### LISTING
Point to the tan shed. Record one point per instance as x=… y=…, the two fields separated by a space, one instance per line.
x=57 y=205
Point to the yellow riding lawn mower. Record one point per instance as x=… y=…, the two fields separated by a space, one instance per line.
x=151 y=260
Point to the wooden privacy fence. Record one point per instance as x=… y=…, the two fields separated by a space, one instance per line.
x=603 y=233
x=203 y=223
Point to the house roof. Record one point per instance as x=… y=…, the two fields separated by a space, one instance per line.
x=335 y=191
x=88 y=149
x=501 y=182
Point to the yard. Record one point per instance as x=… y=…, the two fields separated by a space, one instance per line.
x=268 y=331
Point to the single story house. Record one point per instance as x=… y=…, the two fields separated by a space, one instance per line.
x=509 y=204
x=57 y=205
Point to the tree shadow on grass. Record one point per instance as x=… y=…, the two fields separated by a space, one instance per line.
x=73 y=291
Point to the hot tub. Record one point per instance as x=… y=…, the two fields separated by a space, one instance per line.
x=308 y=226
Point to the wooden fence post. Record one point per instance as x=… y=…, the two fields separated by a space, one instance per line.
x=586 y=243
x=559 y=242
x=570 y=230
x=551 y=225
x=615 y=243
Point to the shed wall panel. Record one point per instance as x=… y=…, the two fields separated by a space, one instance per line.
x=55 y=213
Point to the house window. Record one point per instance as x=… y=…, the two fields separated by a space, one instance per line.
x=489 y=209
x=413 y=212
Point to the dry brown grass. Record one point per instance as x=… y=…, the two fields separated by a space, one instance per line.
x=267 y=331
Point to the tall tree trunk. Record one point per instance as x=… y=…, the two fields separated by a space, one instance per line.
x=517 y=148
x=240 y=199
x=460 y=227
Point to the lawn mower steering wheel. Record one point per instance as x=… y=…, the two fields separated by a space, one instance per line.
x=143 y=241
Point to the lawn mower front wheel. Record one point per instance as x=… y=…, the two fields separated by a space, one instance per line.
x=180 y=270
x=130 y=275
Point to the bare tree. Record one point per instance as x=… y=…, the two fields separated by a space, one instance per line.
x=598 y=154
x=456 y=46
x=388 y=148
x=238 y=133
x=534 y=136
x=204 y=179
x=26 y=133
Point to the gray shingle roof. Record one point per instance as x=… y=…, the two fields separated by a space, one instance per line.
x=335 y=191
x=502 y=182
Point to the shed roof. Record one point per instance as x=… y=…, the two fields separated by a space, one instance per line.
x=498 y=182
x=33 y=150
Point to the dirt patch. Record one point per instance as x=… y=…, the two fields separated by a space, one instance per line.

### WHAT TO DO
Write out again the data between the line holding "Point to the dry" and the line holding "x=130 y=275", inclusive, with -68 added to every x and y coordinate in the answers.

### CORRECT ANSWER
Point to the dry brown grass. Record one point per instance as x=… y=…, the two fields separated by a space, one instance per line.
x=199 y=263
Point to the tall tree trunk. Record one point per instance as x=… y=…, the two fields separated by a space, one instance per line.
x=449 y=80
x=172 y=131
x=392 y=159
Point to the lawn mower steering wheel. Record one point per instance as x=… y=…, the two fields separated by a space, one instance per line.
x=75 y=173
Point to the lawn mower front wheel. Record one point per instance as x=… y=…, the two fields separated by a space, one instance per line.
x=112 y=202
x=62 y=207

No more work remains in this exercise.